# HOW TO COMPLETE THIS TASK
Using the text on the chemical-sensing device, decide whether each statement below agrees with it, answering yes or no and quoting the deciding words exactly. (a) The fluid flows from left to right across the sensing elements. (b) About ten nanometers to about three millimeters is given as an example of how close the temperature and ionic-strength sensors sit to the chemical sensor. (c) Two temperature sensors are shown near the beginning and end of the fluidic channel.

Referring initially to FIG. 1, a top plan view of an exemplary chemical-sensing device in accordance with one embodiment is shown generally at 100. Chemical-sensing device 100 comprises sensing elements that include temperature sensors 102, ionic-strength sensors 104, and a chemical sensor 106, as well as a reference electrode 108. Additional reference electrodes can be included in the chemical-sensing device 100, such with an additional reference electrode downstream of the chemical sensor 106 (not shown). Conductive lines 110 electrically connect the temperature sensors 102, the ionic-strength sensors 104, the chemical sensor 106, and the reference electrode 108 to electrical connection pads 112. The electrical connection pads 112 are used to enable communication between the device 100 and other devices, such as an electric or computer analysis system capable of reading, calibrating, analyzing, recording, or communicating a measurement of the sensing elements. The reference electrode 108, the conductive lines 110, and the electrical connection pads 112 comprise conductive or semiconductive materials, such as gold-plated aluminum, platinum, palladium, doped silicon, or others as will be appreciated by the skilled artisan.

In this illustrated embodiment, the device 100 comprises a fluidic channel 114. The fluidic channel 114 is a physical conduit for flowing a material (e.g. a fluid material like a liquid solution or a gas) across the sensing elements, here from right (upstream) to left (downstream). The fluid can be provided with an inlet tube 116 and an outlet tube 118, another view of which is set forth in FIG. 2, described below. In the case of a liquid solution, the reference electrode 108 is used to establish and alter an electric potential of the solution relative to the sensing elements. This electric potential can enable greater accuracy of the chemical sensor 106, due to the constancy of the solution potential relative to the sensor 106. Some types of sensors, such as ChemFETs, include semiconductive materials that are more sensitive to change at certain electric potentials.

In accordance with one embodiment, the device 100 is capable of measuring a certain chemical or class of chemicals at very small concentrations, in part by calibrating the effects of ionic strength and/or temperature on the chemical sensor 106 and the fluid. When measuring small concentrations, even small effects from a temperature or ionic strength change can limit measurement accuracy. In this embodiment, accurate measurement of ionic strength and temperature is aided by placing the temperature sensor 102 and the ionic-strength sensor 104 in close proximity with the chemical sensor 106, such as about ten nanometers to about three millimeters. This proximity enables these sensors 102 and 104 to experience the same or very similar conditions as the chemical sensor 106.

In this embodiment, and as shown in the illustration of FIG. 1, the ionic-strength sensors 104 and the temperature sensors 102 are oriented in close fluidic proximity with the chemical sensor 106. In this specific example, two temperature sensors 102 are shown proximate the beginning and end of the fluidic channel 114. With this orientation, a fluid passes over the temperature sensors 102 just before and just after measurement by the chemical sensor 106. This can be especially important in cases where the fluid's temperature changes due to its being flowed through the fluidic channel 114. Likewise, an ionic strength of a solution is measured by the ionic-strength sensors 104 just before and just after measurement by the chemical sensor 106. The information from the temperature sensors 102 and the ionic-strength sensors 104 can aid in accurately determining the actual temperature or ionic strength at the chemical sensor 106. The information can also be used to assess gradients in the ionic strength or temperature in the proximity of the sensor, and for interpolation purposes.

# PROVIDED MATERIAL
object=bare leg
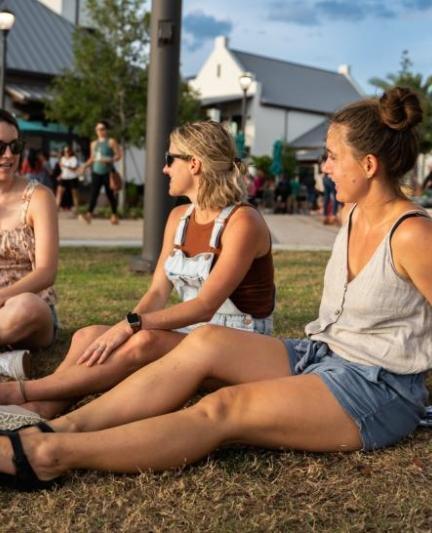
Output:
[72,189,79,215]
[0,293,54,348]
[0,375,361,479]
[56,185,65,209]
[0,326,184,418]
[51,326,290,432]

# RESULT
(a) No: "here from right (upstream) to left (downstream)"
(b) Yes: "placing the temperature sensor 102 and the ionic-strength sensor 104 in close proximity with the chemical sensor 106, such as about ten nanometers to about three millimeters"
(c) Yes: "two temperature sensors 102 are shown proximate the beginning and end of the fluidic channel 114"